EXERCISE DETAILS: If a line in the data has the string "roof", please show it.
Segment Start: EXTRACTED INFORMATION
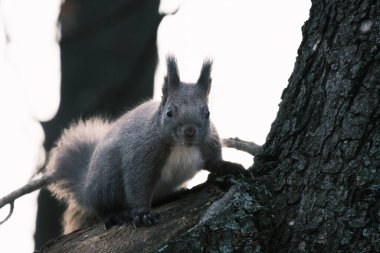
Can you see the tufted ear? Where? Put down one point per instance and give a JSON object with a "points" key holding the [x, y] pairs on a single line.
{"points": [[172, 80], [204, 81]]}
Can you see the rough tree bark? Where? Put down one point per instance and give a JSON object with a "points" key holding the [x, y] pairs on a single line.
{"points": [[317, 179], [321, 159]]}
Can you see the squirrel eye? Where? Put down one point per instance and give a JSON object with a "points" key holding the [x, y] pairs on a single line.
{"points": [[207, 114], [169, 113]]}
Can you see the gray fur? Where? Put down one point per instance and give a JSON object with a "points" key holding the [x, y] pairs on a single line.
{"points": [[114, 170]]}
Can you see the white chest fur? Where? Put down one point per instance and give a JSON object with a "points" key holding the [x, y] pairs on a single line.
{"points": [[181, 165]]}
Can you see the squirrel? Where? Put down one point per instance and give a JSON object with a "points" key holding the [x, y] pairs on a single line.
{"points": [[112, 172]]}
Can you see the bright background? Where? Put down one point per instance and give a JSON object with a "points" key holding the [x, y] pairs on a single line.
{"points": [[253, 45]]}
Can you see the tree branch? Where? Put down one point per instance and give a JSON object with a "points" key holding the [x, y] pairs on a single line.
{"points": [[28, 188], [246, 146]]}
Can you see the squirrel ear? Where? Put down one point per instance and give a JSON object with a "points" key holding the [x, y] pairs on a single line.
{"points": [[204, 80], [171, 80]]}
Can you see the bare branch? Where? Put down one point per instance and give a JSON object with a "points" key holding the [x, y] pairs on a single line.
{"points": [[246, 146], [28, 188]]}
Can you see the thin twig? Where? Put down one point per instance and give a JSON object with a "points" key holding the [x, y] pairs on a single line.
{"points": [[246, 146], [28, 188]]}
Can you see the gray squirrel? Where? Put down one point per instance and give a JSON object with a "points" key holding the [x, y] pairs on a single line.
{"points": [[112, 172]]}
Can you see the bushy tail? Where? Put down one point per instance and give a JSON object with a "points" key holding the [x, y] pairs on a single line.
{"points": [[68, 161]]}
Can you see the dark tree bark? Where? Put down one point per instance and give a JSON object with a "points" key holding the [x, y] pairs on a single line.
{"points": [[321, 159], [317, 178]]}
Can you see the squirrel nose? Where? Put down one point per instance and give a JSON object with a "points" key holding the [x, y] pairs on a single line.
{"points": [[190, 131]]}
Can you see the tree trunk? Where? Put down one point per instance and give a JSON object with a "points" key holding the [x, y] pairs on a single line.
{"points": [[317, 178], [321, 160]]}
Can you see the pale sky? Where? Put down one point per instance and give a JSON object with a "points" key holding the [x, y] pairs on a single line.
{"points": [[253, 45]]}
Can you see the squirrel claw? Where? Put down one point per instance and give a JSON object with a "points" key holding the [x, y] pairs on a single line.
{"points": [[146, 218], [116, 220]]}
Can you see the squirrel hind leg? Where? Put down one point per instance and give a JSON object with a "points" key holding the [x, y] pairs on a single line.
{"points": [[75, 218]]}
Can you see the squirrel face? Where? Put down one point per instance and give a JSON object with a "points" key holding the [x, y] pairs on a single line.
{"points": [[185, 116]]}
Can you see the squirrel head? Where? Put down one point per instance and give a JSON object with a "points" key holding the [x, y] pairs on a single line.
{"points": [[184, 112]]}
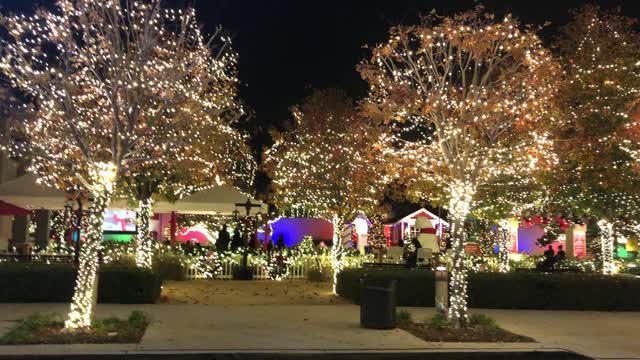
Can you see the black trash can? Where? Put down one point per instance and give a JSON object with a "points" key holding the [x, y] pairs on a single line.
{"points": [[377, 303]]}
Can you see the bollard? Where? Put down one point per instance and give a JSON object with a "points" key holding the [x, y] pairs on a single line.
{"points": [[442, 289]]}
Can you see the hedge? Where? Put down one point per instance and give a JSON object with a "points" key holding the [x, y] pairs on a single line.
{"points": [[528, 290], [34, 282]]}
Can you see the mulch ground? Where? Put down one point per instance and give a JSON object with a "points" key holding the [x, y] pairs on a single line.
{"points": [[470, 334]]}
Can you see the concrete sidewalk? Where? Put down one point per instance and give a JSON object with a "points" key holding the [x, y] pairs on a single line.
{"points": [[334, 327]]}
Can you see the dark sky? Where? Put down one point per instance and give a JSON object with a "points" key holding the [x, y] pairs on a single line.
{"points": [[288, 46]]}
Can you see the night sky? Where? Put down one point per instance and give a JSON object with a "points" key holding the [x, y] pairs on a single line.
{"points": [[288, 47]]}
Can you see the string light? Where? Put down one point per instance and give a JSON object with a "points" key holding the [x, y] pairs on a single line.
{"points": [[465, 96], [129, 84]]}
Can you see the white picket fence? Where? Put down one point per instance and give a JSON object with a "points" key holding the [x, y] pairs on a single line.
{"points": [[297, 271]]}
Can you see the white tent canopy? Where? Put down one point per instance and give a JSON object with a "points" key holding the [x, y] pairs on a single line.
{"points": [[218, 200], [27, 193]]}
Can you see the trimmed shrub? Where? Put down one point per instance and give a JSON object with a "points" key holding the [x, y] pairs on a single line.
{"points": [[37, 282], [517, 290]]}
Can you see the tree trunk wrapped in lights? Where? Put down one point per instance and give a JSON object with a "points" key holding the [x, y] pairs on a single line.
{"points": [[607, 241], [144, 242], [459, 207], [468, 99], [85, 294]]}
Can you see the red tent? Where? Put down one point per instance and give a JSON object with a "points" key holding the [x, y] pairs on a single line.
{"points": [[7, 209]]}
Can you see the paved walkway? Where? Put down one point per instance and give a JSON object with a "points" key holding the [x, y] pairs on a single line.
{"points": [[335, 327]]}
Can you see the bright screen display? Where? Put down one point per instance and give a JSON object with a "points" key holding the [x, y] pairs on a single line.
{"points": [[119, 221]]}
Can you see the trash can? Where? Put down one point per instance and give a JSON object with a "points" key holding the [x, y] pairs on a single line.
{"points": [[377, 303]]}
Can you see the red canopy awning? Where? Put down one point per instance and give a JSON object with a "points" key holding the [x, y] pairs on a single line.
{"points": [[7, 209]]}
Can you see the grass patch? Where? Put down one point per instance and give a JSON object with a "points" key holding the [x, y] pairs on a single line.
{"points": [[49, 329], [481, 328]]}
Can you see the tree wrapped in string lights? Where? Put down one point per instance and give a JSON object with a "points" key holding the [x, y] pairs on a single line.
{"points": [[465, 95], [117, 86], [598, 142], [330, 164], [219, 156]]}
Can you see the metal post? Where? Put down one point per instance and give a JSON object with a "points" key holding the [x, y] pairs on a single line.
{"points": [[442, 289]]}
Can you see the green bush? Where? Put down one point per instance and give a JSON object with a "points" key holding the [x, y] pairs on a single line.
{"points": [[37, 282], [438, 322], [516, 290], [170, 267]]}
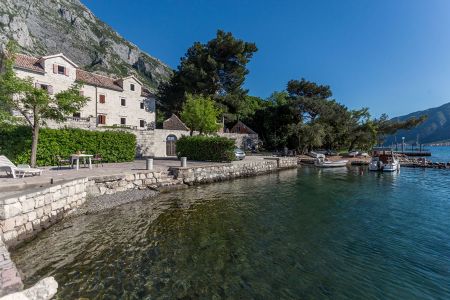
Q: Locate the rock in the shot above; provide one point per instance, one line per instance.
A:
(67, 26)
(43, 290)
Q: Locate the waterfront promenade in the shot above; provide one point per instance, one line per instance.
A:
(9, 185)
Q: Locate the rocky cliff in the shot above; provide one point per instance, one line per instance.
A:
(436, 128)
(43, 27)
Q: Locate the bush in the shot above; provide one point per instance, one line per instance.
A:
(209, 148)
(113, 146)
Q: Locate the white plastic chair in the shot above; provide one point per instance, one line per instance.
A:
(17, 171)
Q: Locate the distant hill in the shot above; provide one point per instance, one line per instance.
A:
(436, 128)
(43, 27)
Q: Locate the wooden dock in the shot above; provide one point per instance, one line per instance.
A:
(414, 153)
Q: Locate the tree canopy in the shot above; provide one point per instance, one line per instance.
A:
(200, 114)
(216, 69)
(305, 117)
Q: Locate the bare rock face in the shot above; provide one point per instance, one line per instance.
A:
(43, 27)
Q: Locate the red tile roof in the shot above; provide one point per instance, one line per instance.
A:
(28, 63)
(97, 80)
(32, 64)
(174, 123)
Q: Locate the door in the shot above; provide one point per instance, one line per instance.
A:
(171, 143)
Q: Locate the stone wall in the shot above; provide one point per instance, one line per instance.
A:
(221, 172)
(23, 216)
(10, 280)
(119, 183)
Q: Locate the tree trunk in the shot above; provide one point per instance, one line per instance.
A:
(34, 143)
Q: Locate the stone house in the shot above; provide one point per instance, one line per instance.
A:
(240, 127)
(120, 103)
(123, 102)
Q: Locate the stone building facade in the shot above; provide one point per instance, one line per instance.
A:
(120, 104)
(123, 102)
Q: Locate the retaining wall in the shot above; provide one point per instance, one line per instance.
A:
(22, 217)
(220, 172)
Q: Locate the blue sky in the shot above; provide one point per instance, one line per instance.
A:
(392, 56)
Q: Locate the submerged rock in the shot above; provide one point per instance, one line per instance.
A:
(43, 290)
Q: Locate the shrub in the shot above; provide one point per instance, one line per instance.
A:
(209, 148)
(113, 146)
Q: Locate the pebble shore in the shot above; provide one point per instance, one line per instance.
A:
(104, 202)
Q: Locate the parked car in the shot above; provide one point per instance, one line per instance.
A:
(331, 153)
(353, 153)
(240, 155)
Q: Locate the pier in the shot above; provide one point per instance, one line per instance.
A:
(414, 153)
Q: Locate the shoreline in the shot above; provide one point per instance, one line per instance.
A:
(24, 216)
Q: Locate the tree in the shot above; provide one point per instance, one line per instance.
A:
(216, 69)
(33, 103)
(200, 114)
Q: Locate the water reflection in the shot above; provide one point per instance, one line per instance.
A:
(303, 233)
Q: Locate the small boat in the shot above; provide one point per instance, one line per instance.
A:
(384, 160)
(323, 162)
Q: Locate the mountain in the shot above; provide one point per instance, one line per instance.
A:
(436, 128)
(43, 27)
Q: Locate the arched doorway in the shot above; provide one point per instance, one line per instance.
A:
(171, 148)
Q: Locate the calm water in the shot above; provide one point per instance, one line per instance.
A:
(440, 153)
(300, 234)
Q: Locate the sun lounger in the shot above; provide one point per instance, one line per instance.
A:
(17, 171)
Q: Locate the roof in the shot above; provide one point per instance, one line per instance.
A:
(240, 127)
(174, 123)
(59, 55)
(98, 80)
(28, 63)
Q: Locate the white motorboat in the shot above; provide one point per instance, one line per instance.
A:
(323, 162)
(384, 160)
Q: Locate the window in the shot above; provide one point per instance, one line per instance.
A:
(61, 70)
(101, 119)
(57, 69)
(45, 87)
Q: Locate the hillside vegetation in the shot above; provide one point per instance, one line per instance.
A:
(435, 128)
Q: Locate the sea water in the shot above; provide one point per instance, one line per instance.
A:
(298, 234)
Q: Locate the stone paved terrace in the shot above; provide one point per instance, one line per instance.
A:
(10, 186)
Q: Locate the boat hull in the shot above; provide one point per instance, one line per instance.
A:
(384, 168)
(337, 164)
Segment End: EXTRACTED INFORMATION
WRITTEN SOLUTION:
Q: Locate the red tile roof in the shot above; provide one point per instance, one line per instance.
Q: Locate the roof in the shot above; provide one point per instance, one line per instance.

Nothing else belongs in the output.